* **WRITTEN EXERCISE 1**
Tally the lines of the rows below that contain the word "white", and give only the number.

* **TEXT**
□ □ □ □ □ □ □

In this series, we'll document our journey to bring electrical service from the local power company to our new house site all by ourselves.
In this article...
Let me start with a disclaimer. I am not an electrician. This blog post series is not intended to be a "how to" guide, but merely a documentation of our experience going through this process.
Disclaimer: Electricity can be dangerous, and mistakes can be lethal. If you are attempting something like this yourself and at any point you don't have absolute confidence that you know what you're doing then stop and find a professional.
While I am not an electrician, I do have some tangential academic and experiential knowledge of electrical systems - enough that I felt confident we could manage this ourselves.
If you are wondering why we decided to connect to the grid and not go off-grid, then check out our blog post all about that decision.
We are also lucky to live in a state, Vermont, where we are allowed to do all of this work ourselves and do not need to hire a licensed, qualified electrician. That's relatively unusual these days, but is one of the factors that led us to buying in this area in the first place.
Without giving away too many spoilers, as I write this now, we're now finished with this whole process. With the benefit of hindsight I can say that we have absolutely no regrets about tackling this ourselves.
While at times it was challenging, not only did we save a lot of money by doing this ourselves, but I firmly believe we ended up with a better end result than if we had contracted the work out to an electrician. Not because a professional electrician wouldn't do a good job, but simply because we were able to adapt and respond to new information as we went along, thinking to the future and what our needs might be then, to implement the best solution today.
We also had great support from our utility company, Green Mountain Power, who were able to answer our questions and guide us through the process.
In this first blog post in the series I'm going to talk through the design of the system - some of our requirements, constraints and decisions. In subsequent blog posts we'll look at the stages of the installation, including the primary service, secondary service and meter.
Overview of electrical service
Before we jump into the weeds, let me give a very quick overview of how power gets from the electrical grid to your home. There are many nuances to this so I'll simply use our property as an example (I'm also simplifying a few concepts here for the sake of brevity).

□ □ □ □ □ □ □

* **WRITTEN EXERCISE 2**
For each statement, say yes or no depending on whether it agrees with the electrical service text above, and quote the words from that text that decide it: (a) The author is an electrician. (b) The utility company is Green Mountain Power. (c) In Vermont, a licensed electrician must be hired for this work.

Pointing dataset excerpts
□ □ □ □ □ □ □

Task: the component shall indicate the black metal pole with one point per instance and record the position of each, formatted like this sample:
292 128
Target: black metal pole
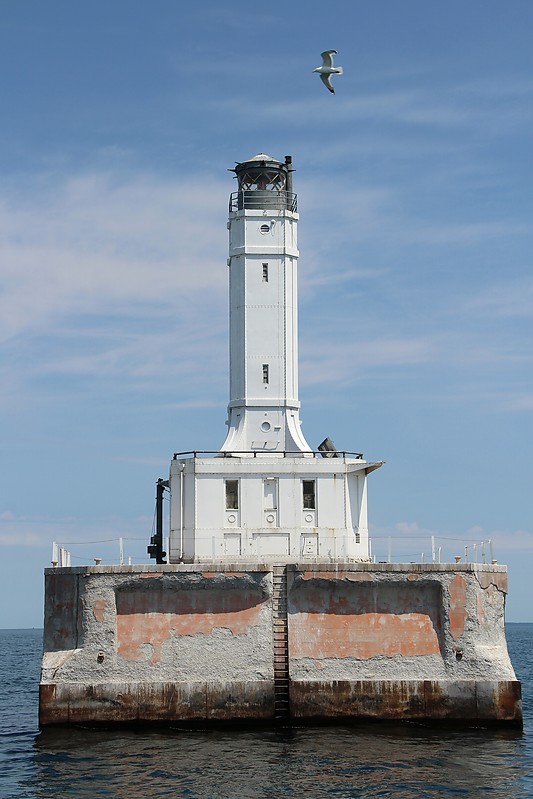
155 547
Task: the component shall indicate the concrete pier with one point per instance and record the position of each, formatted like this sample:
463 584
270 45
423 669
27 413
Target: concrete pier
192 643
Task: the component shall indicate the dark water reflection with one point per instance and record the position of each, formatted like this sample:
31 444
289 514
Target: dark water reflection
314 762
367 761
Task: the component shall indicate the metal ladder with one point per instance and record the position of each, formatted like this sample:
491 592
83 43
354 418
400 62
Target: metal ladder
281 644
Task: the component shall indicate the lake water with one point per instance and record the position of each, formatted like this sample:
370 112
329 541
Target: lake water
407 761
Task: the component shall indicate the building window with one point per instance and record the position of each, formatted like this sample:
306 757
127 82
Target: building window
232 494
270 493
309 494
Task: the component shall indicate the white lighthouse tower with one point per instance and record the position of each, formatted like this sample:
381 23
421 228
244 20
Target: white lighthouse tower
266 494
263 412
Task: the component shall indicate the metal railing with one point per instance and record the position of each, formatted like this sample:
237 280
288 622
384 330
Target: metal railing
198 453
263 200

□ □ □ □ □ □ □

* **EXERCISE OUTPUT 1**
2

* **EXERCISE OUTPUT 2**
(a) No: "I am not an electrician."
(b) Yes: "We also had great support from our utility company, Green Mountain Power"
(c) No: "we are allowed to do all of this work ourselves and do not need to hire a licensed, qualified electrician"